Aussi attendait-on avec impatience l’édition de cette correspondance par Sergueï Karp, directeur de recherche à l’Institut d’histoire universelle de l’Académie des sciences de Russie, qui travaille depuis longtemps sur Voltaire, Diderot, Grimm et leurs relations avec la Russie. Il a fait paraître en juillet 2016 le premier volume d’une édition qui devrait en comporter au moins cinq autres[1]. Il couvre les années 1763-1778 qui virent Grimm passer du statut de simple commissionnaire à celui de principal agent de l’Impératrice. Faute de disposer de ce volume au format papier, on pourra le consulter au format électronique sur le site de l’éditeur moscovite.

Travail demandé:
D'après le document source, quelles années couvre le premier volume de l'édition parue en juillet 2016 ?

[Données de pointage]
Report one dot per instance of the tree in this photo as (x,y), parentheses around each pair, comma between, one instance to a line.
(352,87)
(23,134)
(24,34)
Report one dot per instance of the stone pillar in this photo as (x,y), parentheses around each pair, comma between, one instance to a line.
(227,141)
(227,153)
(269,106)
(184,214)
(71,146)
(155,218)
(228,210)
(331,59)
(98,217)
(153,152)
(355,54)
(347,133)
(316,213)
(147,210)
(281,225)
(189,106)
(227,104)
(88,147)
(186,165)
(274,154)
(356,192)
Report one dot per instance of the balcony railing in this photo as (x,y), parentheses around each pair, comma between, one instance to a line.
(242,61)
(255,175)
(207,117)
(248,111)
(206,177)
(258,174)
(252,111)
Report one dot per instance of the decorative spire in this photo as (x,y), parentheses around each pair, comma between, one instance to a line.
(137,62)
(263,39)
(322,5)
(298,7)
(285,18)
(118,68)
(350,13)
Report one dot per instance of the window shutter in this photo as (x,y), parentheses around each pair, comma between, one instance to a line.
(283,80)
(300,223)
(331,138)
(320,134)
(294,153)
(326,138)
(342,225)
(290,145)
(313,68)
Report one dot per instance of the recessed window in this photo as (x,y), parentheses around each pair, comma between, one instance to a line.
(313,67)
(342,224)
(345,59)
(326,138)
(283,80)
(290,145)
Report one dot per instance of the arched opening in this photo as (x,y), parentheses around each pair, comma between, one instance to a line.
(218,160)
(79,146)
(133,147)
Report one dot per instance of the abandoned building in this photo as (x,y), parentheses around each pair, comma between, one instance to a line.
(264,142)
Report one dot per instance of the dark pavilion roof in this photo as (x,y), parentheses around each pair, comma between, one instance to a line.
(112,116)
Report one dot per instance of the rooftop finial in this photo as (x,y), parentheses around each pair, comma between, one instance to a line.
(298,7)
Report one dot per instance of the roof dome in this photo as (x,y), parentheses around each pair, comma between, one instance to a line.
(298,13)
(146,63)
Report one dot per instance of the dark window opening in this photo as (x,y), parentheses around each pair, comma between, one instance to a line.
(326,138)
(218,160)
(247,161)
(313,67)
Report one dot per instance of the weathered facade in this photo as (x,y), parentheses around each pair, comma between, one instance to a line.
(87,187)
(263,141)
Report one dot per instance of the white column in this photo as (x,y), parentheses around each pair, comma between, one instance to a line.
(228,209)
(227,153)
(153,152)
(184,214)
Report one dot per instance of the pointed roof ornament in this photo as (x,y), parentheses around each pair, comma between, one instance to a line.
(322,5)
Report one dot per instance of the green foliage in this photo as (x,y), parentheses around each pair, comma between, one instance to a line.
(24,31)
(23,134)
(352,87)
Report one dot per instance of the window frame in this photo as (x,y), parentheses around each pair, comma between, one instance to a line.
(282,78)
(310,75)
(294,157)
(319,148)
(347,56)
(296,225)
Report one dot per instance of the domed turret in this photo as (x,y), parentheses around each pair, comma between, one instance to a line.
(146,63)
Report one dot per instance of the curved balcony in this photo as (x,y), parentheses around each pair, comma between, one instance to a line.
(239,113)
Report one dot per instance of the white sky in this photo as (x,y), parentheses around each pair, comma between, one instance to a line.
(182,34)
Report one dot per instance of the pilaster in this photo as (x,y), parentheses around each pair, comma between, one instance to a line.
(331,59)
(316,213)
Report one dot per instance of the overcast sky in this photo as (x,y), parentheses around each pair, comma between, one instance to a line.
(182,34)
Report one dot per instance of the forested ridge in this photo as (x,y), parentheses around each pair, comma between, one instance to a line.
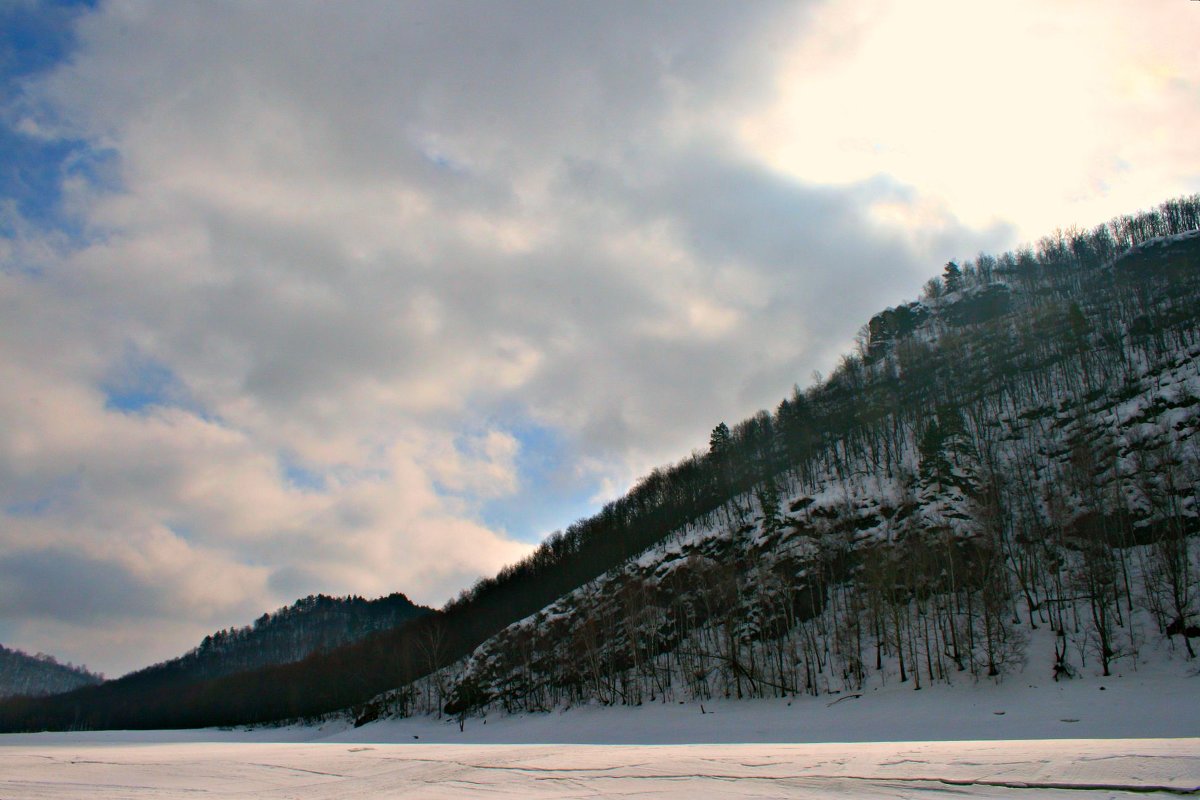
(1014,451)
(22,674)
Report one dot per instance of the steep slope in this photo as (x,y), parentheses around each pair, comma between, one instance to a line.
(1017,445)
(1015,452)
(22,674)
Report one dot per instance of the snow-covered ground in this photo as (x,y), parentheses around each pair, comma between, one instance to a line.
(1066,768)
(1096,737)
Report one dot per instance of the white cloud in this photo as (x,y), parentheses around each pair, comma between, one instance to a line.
(365,246)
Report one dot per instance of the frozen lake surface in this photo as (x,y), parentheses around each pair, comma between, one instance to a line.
(1061,768)
(1090,738)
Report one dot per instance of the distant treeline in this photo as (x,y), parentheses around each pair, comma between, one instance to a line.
(838,425)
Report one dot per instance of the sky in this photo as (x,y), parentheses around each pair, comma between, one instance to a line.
(370,296)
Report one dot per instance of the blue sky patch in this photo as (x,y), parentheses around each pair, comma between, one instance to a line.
(550,495)
(34,38)
(299,475)
(138,383)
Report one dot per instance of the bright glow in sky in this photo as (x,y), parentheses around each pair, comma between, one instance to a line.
(364,298)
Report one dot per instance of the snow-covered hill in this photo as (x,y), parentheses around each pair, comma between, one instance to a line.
(1013,492)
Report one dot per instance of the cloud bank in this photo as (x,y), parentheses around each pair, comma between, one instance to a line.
(359,298)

Réponse rédigée:
Il couvre les années 1763-1778.